**WRITTEN REQUEST**
Read the data and repeat all of it exactly.

**DATA EXCERPTS**

###

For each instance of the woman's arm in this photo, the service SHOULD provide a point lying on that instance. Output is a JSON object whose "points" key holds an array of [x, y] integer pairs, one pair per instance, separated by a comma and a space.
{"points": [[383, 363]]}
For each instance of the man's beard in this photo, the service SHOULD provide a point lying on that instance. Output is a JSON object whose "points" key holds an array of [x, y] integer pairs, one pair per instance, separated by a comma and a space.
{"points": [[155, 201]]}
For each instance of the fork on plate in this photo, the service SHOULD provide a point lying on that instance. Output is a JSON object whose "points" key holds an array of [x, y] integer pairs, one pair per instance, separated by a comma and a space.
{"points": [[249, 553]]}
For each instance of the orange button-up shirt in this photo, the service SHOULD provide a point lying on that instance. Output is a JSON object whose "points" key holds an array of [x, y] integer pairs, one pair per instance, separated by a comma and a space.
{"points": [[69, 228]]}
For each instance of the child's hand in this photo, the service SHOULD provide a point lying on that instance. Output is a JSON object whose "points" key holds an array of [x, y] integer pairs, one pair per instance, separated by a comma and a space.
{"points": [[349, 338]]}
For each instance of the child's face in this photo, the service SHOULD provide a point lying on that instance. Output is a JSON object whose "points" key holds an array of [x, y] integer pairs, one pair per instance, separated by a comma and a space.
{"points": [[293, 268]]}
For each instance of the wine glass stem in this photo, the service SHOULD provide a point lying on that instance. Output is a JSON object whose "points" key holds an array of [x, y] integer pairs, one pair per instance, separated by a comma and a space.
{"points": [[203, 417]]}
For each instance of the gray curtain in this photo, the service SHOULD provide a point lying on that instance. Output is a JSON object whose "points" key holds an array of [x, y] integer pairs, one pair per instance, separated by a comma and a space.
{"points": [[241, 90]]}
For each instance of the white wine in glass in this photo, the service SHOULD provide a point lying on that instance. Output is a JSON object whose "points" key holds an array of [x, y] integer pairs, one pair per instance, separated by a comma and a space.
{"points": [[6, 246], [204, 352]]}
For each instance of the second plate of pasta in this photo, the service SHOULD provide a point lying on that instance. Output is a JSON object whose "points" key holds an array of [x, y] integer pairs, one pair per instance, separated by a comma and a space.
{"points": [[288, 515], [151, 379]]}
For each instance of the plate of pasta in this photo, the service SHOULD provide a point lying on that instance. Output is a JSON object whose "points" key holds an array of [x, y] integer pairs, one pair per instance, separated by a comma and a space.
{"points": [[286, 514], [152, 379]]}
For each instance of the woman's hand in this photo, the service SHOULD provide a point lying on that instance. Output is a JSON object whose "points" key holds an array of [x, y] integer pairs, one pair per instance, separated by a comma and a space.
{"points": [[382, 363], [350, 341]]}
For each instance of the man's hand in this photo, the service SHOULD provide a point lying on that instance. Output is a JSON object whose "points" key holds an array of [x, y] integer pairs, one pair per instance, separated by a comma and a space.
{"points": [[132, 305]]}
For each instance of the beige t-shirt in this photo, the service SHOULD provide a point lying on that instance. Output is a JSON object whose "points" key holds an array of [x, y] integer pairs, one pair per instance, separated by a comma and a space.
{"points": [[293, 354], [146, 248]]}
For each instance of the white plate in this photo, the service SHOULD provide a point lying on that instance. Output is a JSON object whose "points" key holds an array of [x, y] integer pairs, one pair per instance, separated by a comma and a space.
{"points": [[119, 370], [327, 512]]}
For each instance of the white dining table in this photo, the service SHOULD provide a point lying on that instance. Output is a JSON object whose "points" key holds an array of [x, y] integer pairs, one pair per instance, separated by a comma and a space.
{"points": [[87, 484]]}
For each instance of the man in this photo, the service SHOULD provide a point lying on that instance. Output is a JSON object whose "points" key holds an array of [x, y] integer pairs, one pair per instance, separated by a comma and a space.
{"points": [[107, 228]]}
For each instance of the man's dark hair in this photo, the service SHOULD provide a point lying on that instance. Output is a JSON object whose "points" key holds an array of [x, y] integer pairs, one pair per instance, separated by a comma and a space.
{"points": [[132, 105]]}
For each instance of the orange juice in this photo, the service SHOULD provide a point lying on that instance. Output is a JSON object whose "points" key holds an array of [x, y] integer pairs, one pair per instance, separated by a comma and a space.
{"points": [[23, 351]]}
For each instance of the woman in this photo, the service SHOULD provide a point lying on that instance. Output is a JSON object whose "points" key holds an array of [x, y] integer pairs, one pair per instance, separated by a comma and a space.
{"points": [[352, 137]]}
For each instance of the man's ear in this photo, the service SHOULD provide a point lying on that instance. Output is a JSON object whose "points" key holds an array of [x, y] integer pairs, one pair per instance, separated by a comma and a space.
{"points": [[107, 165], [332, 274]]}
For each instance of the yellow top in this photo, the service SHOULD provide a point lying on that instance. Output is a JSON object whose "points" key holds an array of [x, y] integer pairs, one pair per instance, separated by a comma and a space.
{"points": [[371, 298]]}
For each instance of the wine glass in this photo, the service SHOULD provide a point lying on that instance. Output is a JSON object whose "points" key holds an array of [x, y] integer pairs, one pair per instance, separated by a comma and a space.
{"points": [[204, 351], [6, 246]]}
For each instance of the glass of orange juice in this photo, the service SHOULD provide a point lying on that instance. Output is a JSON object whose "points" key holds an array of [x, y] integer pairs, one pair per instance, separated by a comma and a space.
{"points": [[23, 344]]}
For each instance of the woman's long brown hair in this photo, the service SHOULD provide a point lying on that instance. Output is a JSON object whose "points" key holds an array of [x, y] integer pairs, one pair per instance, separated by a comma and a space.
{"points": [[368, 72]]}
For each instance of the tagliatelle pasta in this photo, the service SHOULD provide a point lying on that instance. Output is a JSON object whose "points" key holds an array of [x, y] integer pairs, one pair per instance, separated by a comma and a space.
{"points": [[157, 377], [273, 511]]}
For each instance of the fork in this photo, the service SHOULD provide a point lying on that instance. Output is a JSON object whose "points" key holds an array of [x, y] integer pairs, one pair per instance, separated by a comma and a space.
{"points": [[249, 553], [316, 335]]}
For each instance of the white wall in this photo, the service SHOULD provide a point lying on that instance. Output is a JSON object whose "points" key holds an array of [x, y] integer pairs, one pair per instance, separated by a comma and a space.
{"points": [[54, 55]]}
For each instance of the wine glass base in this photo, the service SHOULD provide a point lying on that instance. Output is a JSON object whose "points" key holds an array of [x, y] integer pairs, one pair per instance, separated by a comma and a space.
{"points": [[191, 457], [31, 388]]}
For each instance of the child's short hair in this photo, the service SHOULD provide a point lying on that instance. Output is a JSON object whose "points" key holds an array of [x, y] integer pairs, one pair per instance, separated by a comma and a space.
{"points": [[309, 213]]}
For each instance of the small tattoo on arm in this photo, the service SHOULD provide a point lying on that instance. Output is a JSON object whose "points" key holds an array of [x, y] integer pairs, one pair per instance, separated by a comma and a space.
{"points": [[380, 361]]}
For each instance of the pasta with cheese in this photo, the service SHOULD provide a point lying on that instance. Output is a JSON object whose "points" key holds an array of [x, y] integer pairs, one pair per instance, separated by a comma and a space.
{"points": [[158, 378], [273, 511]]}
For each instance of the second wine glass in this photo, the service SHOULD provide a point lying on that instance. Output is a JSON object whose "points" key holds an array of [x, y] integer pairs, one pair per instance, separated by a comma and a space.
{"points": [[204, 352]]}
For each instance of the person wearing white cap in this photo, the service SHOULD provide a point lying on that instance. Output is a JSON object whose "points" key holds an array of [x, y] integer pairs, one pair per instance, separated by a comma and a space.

###

**SOLUTION TO THIS TASK**
For each instance of the woman's arm in this photo, the service SHOULD provide a point lying on that instance. Output is a JSON object whose "points" key holds an array of [x, y] integer pairs, one pair per instance, separated by a comma and a space.
{"points": [[383, 363]]}
For each instance of the man's beard in this photo, the service SHOULD provide a point lying on that instance. Output is a JSON object whose "points" key holds an array of [x, y] integer pairs, one pair per instance, separated by a comma and a space.
{"points": [[155, 201]]}
For each instance of the fork on plate in this photo, the service SHOULD provide a point lying on that instance. Output is a JSON object whose "points" key holds an array of [x, y] integer pairs, one pair per instance, separated by a comma and a space.
{"points": [[249, 553]]}
For each instance of the orange button-up shirt in this photo, the service SHOULD provide a point lying on that instance. Output is a JSON object whose "points" key holds an array of [x, y] integer pairs, one pair per instance, separated by a comma and a space.
{"points": [[69, 228]]}
For each instance of the child's hand in this photo, the service SHOULD provide a point lying on that instance. Output is a JSON object whose "points" key holds an array of [x, y] integer pairs, one pair per instance, separated by a comma and a space.
{"points": [[349, 338]]}
For each instance of the child's face in this photo, the service SHOULD provide a point lying on that instance. Output is a JSON object whose "points" key holds an array of [x, y] integer pairs, one pair per instance, separated by a comma and a space.
{"points": [[293, 268]]}
For each instance of the wine glass stem in this photo, the service SHOULD provide a point lying on that instance. Output is a JSON object whose "points" key holds an array of [x, y] integer pairs, one pair per instance, separated by a comma and a space.
{"points": [[203, 417]]}
For each instance of the gray curtain in this photo, the service SHOULD provide a point lying on that instance. Output is a JSON object whose "points" key holds an array of [x, y] integer pairs, one pair per instance, separated by a comma and a space.
{"points": [[241, 90]]}
For each instance of the white wine in glass in this photo, the service SHOULD provide a point lying on that instance. Output is a JSON object whose "points" key holds an array of [x, y] integer pairs, one pair per instance, separated by a comma and a space.
{"points": [[6, 246], [204, 352]]}
For each instance of the second plate of pasta in this photo, the service SHOULD provide a point lying on that instance. Output is a JSON object whose "points" key holds an array of [x, y] integer pairs, one pair per instance, separated by a comma and a space.
{"points": [[288, 515], [151, 379]]}
For each instance of the plate of pasta in this photo, the service SHOULD provide a point lying on that instance. Output is a JSON object whose "points" key holds an array of [x, y] integer pairs, one pair per instance, separated by a comma and a space.
{"points": [[286, 514], [152, 379]]}
For each instance of the woman's hand in this photo, the service SHOULD provide a point lying on that instance. Output is a JSON object whose "points" key holds an array of [x, y] integer pairs, one pair per instance, separated by a comma and a space.
{"points": [[382, 363], [350, 341]]}
For each instance of the man's hand in this photo, the service SHOULD provide a point lying on that instance. Output is a JSON object whose "points" key holds an array of [x, y] integer pairs, one pair per instance, separated by a comma and a space.
{"points": [[132, 305]]}
For each instance of the beige t-shirt in this photo, the service SHOULD provide a point lying on that instance. Output is a JSON object whose "points" key holds an array of [x, y] integer pairs, one pair per instance, separated by a comma and a space.
{"points": [[293, 354], [146, 248]]}
For each instance of the white plate in this photo, the service SHOULD provide a point lying on that instance. Output is a JSON object whose "points" key holds an array of [x, y] integer pairs, one pair per instance, separated by a comma and a space.
{"points": [[119, 370], [327, 512]]}
For each instance of the white dining table in this photo, the service SHOULD provide a point lying on that instance. Output is a JSON object whose "points" key holds an array of [x, y] integer pairs, one pair per instance, separated by a comma and a space.
{"points": [[87, 484]]}
For each instance of the man in this photo, the service SHOULD provide a point lying on that instance. Output is a JSON object whose "points" key holds an array of [x, y] integer pairs, one pair per instance, separated by a comma and a space.
{"points": [[107, 228]]}
For each instance of the man's dark hair in this photo, the service SHOULD provide a point lying on that instance. Output is a JSON object whose "points" key holds an array of [x, y] integer pairs, one pair per instance, separated by a comma and a space.
{"points": [[132, 105]]}
For each instance of the orange juice in this photo, the service SHOULD provide a point lying on that instance. Output is a JSON object whose "points" key holds an array of [x, y] integer pairs, one pair per instance, separated by a comma and a space.
{"points": [[23, 351]]}
For each instance of the woman in this photo, the service SHOULD provide a point lying on that instance. Output is a JSON object whose "points" key holds an array of [x, y] integer pairs, one pair per instance, separated by a comma and a space.
{"points": [[352, 137]]}
For each instance of the man's ear in this photo, the service SHOULD provide a point lying on that instance. Output is a JSON object whose "points" key holds an array of [x, y] integer pairs, one pair per instance, separated by a comma and a space.
{"points": [[107, 165], [332, 274]]}
For each instance of the yellow top in this photo, the service SHOULD provide a point lying on that instance. Output is a JSON object whose "points" key holds an array of [x, y] integer pairs, one pair per instance, separated by a comma and a space.
{"points": [[371, 298]]}
For each instance of the wine glass in this photo, the service SHOULD provide a point lying on that instance. Output is a JSON object whose "points" key holds an array of [x, y] integer pairs, one pair per instance, separated by a comma and a space.
{"points": [[204, 351], [6, 246]]}
For each instance of the glass of orange juice in this photo, the service SHOULD provide a point lying on that instance. Output is a JSON object whose "points" key holds an array of [x, y] integer pairs, one pair per instance, separated by a comma and a space.
{"points": [[23, 344]]}
For each instance of the woman's long brown hair in this photo, the service SHOULD provide a point lying on that instance. Output is a JSON object whose "points" key holds an array of [x, y] integer pairs, one pair per instance, separated by a comma and a space.
{"points": [[368, 72]]}
For each instance of the tagliatelle pasta in this photo, the service SHOULD provide a point lying on that instance. Output is a JSON object whose "points" key holds an array of [x, y] integer pairs, one pair per instance, separated by a comma and a space.
{"points": [[157, 377], [273, 511]]}
For each instance of the fork in this photo, the service SHOULD provide a point lying on that instance. Output is a JSON object whose "points" key holds an array of [x, y] integer pairs, one pair per instance, separated by a comma and a space.
{"points": [[249, 553], [316, 335]]}
For each instance of the white wall in this photo, the service SHOULD provide a point lying on that instance. Output is a JSON object whose "points" key holds an array of [x, y] integer pairs, one pair per instance, separated by a comma and a space.
{"points": [[54, 55]]}
For each instance of the wine glass base in this photo, the service SHOULD provide a point lying on that instance. Output is a JSON object whose "points" key holds an array of [x, y] integer pairs, one pair per instance, separated by a comma and a space.
{"points": [[191, 457], [31, 388]]}
For each instance of the child's short hair in this photo, the service SHOULD provide a point lying on that instance. Output is a JSON object whose "points" key holds an array of [x, y] integer pairs, one pair per instance, separated by a comma and a space.
{"points": [[309, 213]]}
For each instance of the small tattoo on arm in this photo, the service SHOULD provide a point lying on that instance. Output is a JSON object whose "points" key holds an array of [x, y] integer pairs, one pair per instance, separated by a comma and a space.
{"points": [[380, 361]]}
For each instance of the pasta with cheese in this photo, the service SHOULD provide a point lying on that instance. Output is a JSON object whose "points" key holds an array of [x, y] integer pairs, one pair per instance, separated by a comma and a space.
{"points": [[158, 378], [273, 511]]}
For each instance of the second wine glass in this photo, the service SHOULD provide a point lying on that instance. Output is a JSON object whose "points" key holds an array of [x, y] integer pairs, one pair per instance, separated by a comma and a space.
{"points": [[204, 352]]}
For each instance of the person wearing white cap in this photo, the service SHOULD provide a point lying on that instance. Output is a JSON object whose "points" key holds an array of [x, y] integer pairs, one pair per instance, separated by a comma and a space.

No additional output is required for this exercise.